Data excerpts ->
━━━━━━

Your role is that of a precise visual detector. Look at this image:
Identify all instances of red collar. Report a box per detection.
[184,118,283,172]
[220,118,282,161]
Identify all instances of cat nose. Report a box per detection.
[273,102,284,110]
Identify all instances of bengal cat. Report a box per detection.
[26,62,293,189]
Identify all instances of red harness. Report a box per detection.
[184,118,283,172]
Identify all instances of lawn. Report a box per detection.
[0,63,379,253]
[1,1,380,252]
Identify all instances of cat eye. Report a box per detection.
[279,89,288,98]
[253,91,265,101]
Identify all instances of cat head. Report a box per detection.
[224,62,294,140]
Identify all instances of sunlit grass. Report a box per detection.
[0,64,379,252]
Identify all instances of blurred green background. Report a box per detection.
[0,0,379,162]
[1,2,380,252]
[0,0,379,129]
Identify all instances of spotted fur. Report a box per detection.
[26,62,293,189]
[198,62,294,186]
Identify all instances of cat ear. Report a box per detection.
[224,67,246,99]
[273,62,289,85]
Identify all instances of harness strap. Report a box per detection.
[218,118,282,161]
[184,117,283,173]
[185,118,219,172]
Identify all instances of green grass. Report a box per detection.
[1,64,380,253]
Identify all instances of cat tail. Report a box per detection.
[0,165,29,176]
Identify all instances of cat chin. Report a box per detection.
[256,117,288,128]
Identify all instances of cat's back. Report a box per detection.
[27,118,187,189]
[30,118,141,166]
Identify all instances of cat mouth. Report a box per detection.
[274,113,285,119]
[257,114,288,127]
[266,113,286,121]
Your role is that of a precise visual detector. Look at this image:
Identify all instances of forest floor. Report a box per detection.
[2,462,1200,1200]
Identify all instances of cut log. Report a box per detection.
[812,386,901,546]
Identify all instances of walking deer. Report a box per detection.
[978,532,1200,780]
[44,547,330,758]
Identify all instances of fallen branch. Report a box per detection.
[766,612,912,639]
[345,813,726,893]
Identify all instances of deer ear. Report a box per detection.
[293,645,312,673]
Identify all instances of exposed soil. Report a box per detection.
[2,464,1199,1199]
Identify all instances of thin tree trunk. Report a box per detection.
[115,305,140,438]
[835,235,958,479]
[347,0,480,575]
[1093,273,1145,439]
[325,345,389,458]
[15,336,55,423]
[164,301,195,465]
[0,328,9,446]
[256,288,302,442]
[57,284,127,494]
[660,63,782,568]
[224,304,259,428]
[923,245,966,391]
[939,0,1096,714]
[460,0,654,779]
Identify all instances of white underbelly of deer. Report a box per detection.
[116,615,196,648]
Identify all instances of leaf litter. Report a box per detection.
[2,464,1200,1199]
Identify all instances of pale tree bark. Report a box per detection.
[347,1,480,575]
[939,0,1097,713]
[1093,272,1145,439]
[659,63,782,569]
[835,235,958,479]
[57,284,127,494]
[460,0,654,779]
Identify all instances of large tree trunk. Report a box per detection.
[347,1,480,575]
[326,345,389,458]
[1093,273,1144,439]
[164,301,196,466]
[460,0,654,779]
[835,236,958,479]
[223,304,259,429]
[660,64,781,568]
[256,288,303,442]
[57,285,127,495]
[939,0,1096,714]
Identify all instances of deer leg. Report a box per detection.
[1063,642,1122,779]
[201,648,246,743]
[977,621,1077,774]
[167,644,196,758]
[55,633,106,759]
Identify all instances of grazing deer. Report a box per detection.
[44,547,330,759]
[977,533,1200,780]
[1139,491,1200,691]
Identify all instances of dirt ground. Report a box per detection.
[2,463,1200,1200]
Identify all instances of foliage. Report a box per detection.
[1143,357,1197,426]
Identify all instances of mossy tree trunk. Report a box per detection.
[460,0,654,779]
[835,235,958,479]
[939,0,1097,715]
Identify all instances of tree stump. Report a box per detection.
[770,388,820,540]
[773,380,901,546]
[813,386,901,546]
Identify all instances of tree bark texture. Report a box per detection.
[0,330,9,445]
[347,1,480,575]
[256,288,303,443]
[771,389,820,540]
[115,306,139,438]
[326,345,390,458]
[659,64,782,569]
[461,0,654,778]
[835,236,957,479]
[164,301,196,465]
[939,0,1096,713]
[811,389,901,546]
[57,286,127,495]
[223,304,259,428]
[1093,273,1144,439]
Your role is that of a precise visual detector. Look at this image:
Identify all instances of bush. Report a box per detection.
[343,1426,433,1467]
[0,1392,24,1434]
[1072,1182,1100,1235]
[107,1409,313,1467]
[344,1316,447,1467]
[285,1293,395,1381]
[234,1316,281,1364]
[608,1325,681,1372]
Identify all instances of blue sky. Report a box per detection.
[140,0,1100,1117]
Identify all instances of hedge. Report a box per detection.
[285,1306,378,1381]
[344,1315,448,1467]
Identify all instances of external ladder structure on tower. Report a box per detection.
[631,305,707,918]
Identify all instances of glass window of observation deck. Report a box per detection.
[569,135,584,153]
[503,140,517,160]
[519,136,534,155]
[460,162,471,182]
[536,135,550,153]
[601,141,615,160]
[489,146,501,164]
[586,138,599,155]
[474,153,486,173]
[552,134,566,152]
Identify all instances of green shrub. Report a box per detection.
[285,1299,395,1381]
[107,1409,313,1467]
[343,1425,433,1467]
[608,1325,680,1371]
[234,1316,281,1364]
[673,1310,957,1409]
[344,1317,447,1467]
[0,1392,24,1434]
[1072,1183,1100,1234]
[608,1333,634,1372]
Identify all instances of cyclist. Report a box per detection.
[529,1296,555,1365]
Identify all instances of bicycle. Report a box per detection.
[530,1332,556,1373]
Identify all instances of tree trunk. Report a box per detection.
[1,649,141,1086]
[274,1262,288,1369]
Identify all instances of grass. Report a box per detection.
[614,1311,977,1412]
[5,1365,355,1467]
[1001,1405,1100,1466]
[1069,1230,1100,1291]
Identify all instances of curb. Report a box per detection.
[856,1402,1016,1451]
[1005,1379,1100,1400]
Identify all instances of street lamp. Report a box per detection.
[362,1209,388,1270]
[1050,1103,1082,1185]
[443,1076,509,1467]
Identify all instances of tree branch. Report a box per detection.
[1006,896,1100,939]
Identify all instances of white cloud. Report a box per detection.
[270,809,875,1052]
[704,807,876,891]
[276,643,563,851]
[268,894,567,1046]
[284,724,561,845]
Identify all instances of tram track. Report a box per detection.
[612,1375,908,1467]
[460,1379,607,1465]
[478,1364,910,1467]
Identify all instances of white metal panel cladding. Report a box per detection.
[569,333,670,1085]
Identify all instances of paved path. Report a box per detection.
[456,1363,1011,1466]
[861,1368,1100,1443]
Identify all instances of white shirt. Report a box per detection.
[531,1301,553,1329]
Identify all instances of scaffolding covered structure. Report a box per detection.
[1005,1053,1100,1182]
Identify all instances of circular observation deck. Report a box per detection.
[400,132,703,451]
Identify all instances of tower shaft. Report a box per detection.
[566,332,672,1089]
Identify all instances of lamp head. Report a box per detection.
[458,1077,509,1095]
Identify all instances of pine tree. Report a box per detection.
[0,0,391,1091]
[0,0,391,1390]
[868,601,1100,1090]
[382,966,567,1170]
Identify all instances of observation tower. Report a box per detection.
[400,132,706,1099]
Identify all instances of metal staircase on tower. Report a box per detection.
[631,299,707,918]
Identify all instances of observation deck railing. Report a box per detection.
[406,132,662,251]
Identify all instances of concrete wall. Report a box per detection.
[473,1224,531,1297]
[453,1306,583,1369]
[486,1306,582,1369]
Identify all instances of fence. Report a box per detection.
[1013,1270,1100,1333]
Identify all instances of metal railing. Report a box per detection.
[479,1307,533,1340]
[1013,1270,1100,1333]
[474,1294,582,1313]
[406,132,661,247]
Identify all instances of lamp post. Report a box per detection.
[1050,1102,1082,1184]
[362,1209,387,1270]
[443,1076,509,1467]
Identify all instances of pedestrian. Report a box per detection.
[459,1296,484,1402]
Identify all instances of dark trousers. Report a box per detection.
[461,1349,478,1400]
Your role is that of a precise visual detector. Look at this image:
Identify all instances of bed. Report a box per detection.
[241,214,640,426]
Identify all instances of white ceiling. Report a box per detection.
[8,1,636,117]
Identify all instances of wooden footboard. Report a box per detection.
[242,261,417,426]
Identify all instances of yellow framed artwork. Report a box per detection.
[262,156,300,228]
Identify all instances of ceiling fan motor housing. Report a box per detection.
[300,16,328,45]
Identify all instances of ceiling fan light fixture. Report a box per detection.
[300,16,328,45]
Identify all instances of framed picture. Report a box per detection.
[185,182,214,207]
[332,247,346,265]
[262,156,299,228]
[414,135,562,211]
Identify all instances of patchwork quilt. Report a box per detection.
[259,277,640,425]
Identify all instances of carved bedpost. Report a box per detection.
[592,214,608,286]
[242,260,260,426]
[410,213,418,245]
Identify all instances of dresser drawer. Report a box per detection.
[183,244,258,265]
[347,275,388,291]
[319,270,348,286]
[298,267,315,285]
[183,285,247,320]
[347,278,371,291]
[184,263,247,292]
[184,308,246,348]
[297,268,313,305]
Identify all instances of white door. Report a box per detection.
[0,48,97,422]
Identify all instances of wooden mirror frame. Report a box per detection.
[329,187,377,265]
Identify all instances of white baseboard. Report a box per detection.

━━━━━━

Exactly and only the lines from the line containing "Identify all instances of ceiling fan light" through the last line of the entries should be copied, both ends included.

TASK RESPONSE ->
Identify all instances of ceiling fan light fixture. Report a box per detection.
[300,16,328,45]
Identify all instances of framed picture. Report a box per detection.
[185,182,214,207]
[332,247,346,265]
[262,156,299,228]
[414,135,562,211]
Identify all instances of patchwork quilt. Report a box per detection.
[259,277,640,425]
Identify all instances of carved bedpost. Report a box per detection.
[592,214,608,286]
[242,260,260,426]
[410,213,418,245]
Identify all instances of dresser drawer. Report a box per detection.
[183,244,258,265]
[347,275,388,291]
[319,270,348,286]
[298,267,315,285]
[183,285,247,320]
[347,278,371,291]
[184,263,247,292]
[184,308,246,348]
[297,268,313,305]
Identify all instances of white door. Report a box per detection.
[0,48,97,422]
Identify all instances of wooden mirror frame. Report a box per detection.
[329,187,377,265]
Identify all instances of white baseboard. Report a box per detection.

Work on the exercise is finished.